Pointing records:
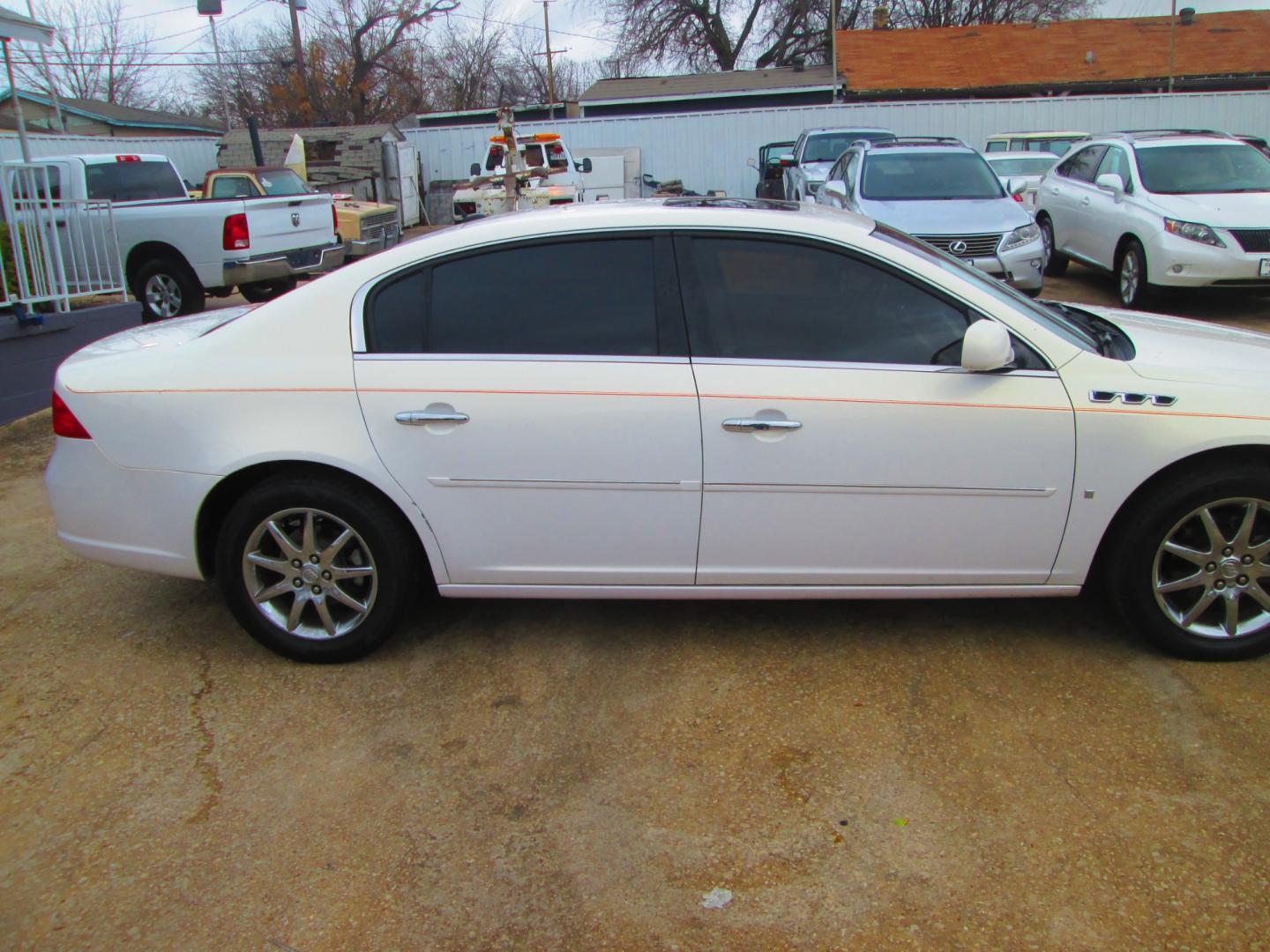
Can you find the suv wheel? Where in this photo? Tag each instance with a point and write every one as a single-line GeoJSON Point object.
{"type": "Point", "coordinates": [1132, 276]}
{"type": "Point", "coordinates": [1056, 262]}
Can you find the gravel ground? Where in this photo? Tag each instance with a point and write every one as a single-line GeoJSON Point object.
{"type": "Point", "coordinates": [527, 775]}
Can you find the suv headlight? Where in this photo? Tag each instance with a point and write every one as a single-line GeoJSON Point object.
{"type": "Point", "coordinates": [1194, 231]}
{"type": "Point", "coordinates": [1020, 236]}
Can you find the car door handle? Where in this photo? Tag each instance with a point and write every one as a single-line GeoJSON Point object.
{"type": "Point", "coordinates": [738, 424]}
{"type": "Point", "coordinates": [418, 418]}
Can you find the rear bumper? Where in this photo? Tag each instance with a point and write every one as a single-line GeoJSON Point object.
{"type": "Point", "coordinates": [136, 518]}
{"type": "Point", "coordinates": [271, 267]}
{"type": "Point", "coordinates": [360, 248]}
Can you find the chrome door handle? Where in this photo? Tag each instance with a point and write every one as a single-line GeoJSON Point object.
{"type": "Point", "coordinates": [418, 418]}
{"type": "Point", "coordinates": [736, 424]}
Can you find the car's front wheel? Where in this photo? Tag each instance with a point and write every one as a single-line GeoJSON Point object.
{"type": "Point", "coordinates": [1056, 262]}
{"type": "Point", "coordinates": [1132, 276]}
{"type": "Point", "coordinates": [1192, 571]}
{"type": "Point", "coordinates": [315, 569]}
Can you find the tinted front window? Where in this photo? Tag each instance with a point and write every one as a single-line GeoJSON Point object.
{"type": "Point", "coordinates": [771, 300]}
{"type": "Point", "coordinates": [927, 175]}
{"type": "Point", "coordinates": [576, 297]}
{"type": "Point", "coordinates": [1188, 170]}
{"type": "Point", "coordinates": [830, 146]}
{"type": "Point", "coordinates": [1082, 165]}
{"type": "Point", "coordinates": [282, 182]}
{"type": "Point", "coordinates": [1022, 167]}
{"type": "Point", "coordinates": [133, 182]}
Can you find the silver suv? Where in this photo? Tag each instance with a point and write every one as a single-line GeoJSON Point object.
{"type": "Point", "coordinates": [816, 152]}
{"type": "Point", "coordinates": [941, 190]}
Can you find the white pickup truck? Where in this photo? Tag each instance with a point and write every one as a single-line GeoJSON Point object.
{"type": "Point", "coordinates": [544, 169]}
{"type": "Point", "coordinates": [176, 250]}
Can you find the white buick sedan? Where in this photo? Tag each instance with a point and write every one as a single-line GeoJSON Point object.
{"type": "Point", "coordinates": [680, 398]}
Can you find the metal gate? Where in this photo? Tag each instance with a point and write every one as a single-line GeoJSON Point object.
{"type": "Point", "coordinates": [401, 163]}
{"type": "Point", "coordinates": [56, 249]}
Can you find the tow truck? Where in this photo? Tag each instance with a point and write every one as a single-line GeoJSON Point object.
{"type": "Point", "coordinates": [521, 173]}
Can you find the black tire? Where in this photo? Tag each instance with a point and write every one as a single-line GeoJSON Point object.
{"type": "Point", "coordinates": [167, 288]}
{"type": "Point", "coordinates": [381, 541]}
{"type": "Point", "coordinates": [263, 291]}
{"type": "Point", "coordinates": [1056, 262]}
{"type": "Point", "coordinates": [1133, 294]}
{"type": "Point", "coordinates": [1136, 565]}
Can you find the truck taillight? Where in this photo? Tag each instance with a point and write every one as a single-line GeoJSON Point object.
{"type": "Point", "coordinates": [236, 235]}
{"type": "Point", "coordinates": [65, 423]}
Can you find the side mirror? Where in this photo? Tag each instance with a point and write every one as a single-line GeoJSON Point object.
{"type": "Point", "coordinates": [1110, 182]}
{"type": "Point", "coordinates": [837, 188]}
{"type": "Point", "coordinates": [986, 346]}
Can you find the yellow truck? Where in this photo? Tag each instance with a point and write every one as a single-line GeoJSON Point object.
{"type": "Point", "coordinates": [365, 227]}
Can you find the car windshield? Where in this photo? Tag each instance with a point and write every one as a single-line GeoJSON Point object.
{"type": "Point", "coordinates": [282, 182]}
{"type": "Point", "coordinates": [831, 145]}
{"type": "Point", "coordinates": [1053, 320]}
{"type": "Point", "coordinates": [1204, 169]}
{"type": "Point", "coordinates": [1022, 167]}
{"type": "Point", "coordinates": [909, 176]}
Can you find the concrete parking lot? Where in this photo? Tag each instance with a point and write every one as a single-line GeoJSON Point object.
{"type": "Point", "coordinates": [572, 775]}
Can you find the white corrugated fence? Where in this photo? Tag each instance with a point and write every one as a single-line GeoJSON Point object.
{"type": "Point", "coordinates": [709, 150]}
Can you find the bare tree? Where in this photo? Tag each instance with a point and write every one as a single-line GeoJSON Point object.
{"type": "Point", "coordinates": [95, 56]}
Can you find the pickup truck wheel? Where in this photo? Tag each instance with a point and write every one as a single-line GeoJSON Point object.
{"type": "Point", "coordinates": [165, 288]}
{"type": "Point", "coordinates": [262, 291]}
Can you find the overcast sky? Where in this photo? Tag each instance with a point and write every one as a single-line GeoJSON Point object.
{"type": "Point", "coordinates": [576, 26]}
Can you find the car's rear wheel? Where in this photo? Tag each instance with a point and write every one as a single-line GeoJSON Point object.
{"type": "Point", "coordinates": [263, 291]}
{"type": "Point", "coordinates": [315, 569]}
{"type": "Point", "coordinates": [1056, 262]}
{"type": "Point", "coordinates": [1192, 573]}
{"type": "Point", "coordinates": [1132, 276]}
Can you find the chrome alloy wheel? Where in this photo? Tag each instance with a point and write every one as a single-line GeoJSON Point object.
{"type": "Point", "coordinates": [309, 574]}
{"type": "Point", "coordinates": [1129, 277]}
{"type": "Point", "coordinates": [1212, 573]}
{"type": "Point", "coordinates": [163, 294]}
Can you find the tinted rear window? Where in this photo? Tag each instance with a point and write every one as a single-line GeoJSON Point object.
{"type": "Point", "coordinates": [133, 182]}
{"type": "Point", "coordinates": [574, 297]}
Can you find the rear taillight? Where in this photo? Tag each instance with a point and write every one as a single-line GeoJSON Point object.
{"type": "Point", "coordinates": [65, 423]}
{"type": "Point", "coordinates": [236, 235]}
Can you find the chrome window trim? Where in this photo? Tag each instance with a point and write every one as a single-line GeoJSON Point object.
{"type": "Point", "coordinates": [525, 358]}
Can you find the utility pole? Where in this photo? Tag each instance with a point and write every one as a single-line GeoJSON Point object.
{"type": "Point", "coordinates": [220, 74]}
{"type": "Point", "coordinates": [546, 29]}
{"type": "Point", "coordinates": [299, 52]}
{"type": "Point", "coordinates": [1172, 43]}
{"type": "Point", "coordinates": [49, 79]}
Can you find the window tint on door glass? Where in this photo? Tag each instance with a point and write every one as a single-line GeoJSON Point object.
{"type": "Point", "coordinates": [796, 302]}
{"type": "Point", "coordinates": [1084, 164]}
{"type": "Point", "coordinates": [576, 297]}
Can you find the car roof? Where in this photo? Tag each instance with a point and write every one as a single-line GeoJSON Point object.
{"type": "Point", "coordinates": [1048, 133]}
{"type": "Point", "coordinates": [1019, 153]}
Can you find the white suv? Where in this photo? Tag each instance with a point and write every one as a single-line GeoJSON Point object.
{"type": "Point", "coordinates": [1166, 207]}
{"type": "Point", "coordinates": [941, 190]}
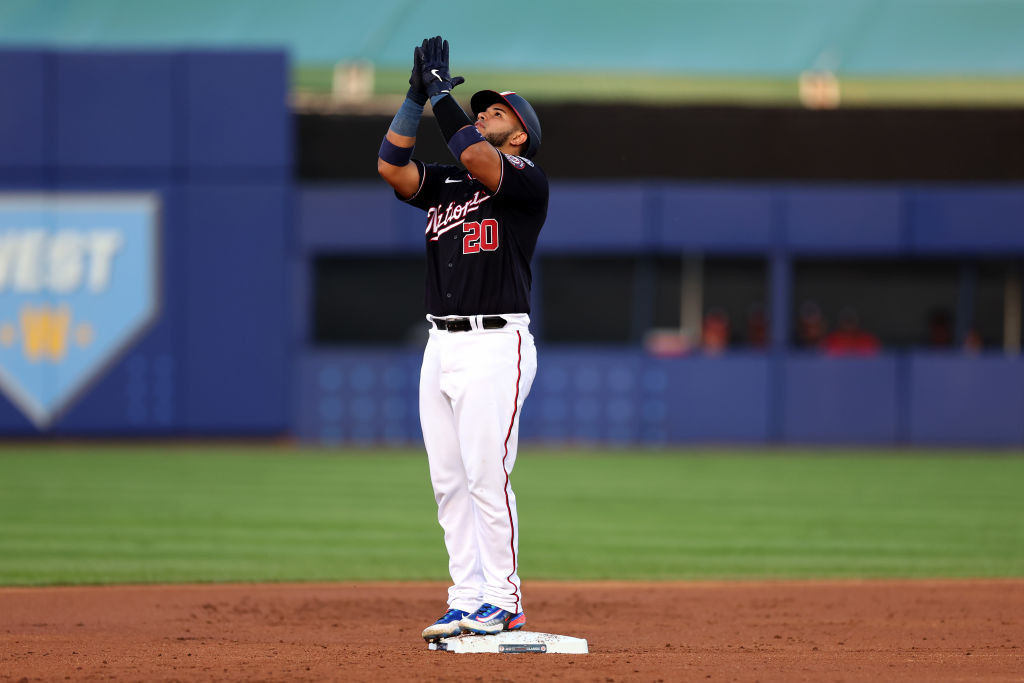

Set task
Rewrite the rows starting at the line containing "Can you find the car roof?" and ending at the end of the rows, changing each "photo" to "image" and leaving everything else as it is. Do not include the pictures in your answer.

Written solution
Can you find the car roof? Where in this image? Tag each instance with a point and write every one as a single-line GeoJSON Point object.
{"type": "Point", "coordinates": [1048, 133]}
{"type": "Point", "coordinates": [1019, 153]}
Can you find the white suv? Where in this image? Tag each instance with a point and write every one as a single-line GeoJSON Point object.
{"type": "Point", "coordinates": [1166, 207]}
{"type": "Point", "coordinates": [941, 190]}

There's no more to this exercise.